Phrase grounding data
==============================
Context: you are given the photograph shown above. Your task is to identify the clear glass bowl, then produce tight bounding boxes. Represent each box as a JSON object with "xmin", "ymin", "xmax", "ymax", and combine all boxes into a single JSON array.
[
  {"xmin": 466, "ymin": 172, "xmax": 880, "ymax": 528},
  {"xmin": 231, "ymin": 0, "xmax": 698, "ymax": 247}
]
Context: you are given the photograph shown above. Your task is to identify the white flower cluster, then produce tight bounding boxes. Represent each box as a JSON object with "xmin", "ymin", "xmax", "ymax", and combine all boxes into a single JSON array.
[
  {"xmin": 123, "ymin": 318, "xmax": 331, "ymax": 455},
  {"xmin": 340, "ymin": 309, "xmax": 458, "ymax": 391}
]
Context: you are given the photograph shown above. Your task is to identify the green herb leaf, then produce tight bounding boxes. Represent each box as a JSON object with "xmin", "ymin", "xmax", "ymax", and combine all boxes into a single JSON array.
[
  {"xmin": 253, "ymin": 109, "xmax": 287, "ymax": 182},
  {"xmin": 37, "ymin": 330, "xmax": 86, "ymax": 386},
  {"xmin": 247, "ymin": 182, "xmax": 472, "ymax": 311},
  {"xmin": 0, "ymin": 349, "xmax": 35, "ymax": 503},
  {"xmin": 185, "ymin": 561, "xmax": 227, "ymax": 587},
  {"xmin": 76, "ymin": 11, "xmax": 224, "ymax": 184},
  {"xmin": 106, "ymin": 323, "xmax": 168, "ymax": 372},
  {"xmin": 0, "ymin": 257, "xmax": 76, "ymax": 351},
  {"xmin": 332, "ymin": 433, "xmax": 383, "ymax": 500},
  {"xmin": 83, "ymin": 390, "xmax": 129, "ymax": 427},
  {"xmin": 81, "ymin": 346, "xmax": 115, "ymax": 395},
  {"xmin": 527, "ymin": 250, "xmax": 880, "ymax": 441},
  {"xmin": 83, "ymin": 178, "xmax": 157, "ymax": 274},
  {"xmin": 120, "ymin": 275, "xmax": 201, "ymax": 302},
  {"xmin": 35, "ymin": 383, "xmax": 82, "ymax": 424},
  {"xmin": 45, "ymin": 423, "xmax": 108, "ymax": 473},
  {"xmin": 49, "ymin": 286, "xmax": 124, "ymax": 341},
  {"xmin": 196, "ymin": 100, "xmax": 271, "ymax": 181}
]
==============================
**Instructions to follow:**
Give back the data above, repeating every record exactly.

**Output for this exercise:**
Context: you are given the photograph shown above. Your task is to identify the clear glass bowl, then produce tight bounding boxes. Represent each box as a JSON object with "xmin", "ymin", "xmax", "ymax", and combine all boxes into a single JSON array.
[
  {"xmin": 466, "ymin": 172, "xmax": 880, "ymax": 528},
  {"xmin": 231, "ymin": 0, "xmax": 698, "ymax": 247}
]
Context: you are given the photograph shown above. Your task is to identify the white flower cluster, then produce tight bounding boxes. Represent each box as a JSON object with "xmin", "ymin", "xmax", "ymax", and combine all boxes into a single JSON array.
[
  {"xmin": 123, "ymin": 318, "xmax": 331, "ymax": 455},
  {"xmin": 340, "ymin": 309, "xmax": 458, "ymax": 391}
]
Context: you are given the photograph shown above. Your task is to identify the green herb leaf, then produce tight bounding boxes. Represent each box as a JSON object with "xmin", "ymin", "xmax", "ymax", and combine all boxes into a single JSON array.
[
  {"xmin": 253, "ymin": 109, "xmax": 287, "ymax": 182},
  {"xmin": 37, "ymin": 330, "xmax": 86, "ymax": 386},
  {"xmin": 247, "ymin": 182, "xmax": 472, "ymax": 311},
  {"xmin": 0, "ymin": 349, "xmax": 35, "ymax": 503},
  {"xmin": 185, "ymin": 561, "xmax": 227, "ymax": 587},
  {"xmin": 76, "ymin": 11, "xmax": 224, "ymax": 184},
  {"xmin": 106, "ymin": 323, "xmax": 168, "ymax": 372},
  {"xmin": 0, "ymin": 257, "xmax": 76, "ymax": 351},
  {"xmin": 332, "ymin": 433, "xmax": 383, "ymax": 500},
  {"xmin": 83, "ymin": 390, "xmax": 129, "ymax": 427},
  {"xmin": 81, "ymin": 346, "xmax": 115, "ymax": 395},
  {"xmin": 527, "ymin": 250, "xmax": 880, "ymax": 441},
  {"xmin": 83, "ymin": 178, "xmax": 157, "ymax": 274},
  {"xmin": 120, "ymin": 275, "xmax": 201, "ymax": 302},
  {"xmin": 35, "ymin": 383, "xmax": 82, "ymax": 424},
  {"xmin": 45, "ymin": 423, "xmax": 108, "ymax": 473},
  {"xmin": 49, "ymin": 286, "xmax": 124, "ymax": 341},
  {"xmin": 196, "ymin": 100, "xmax": 271, "ymax": 181}
]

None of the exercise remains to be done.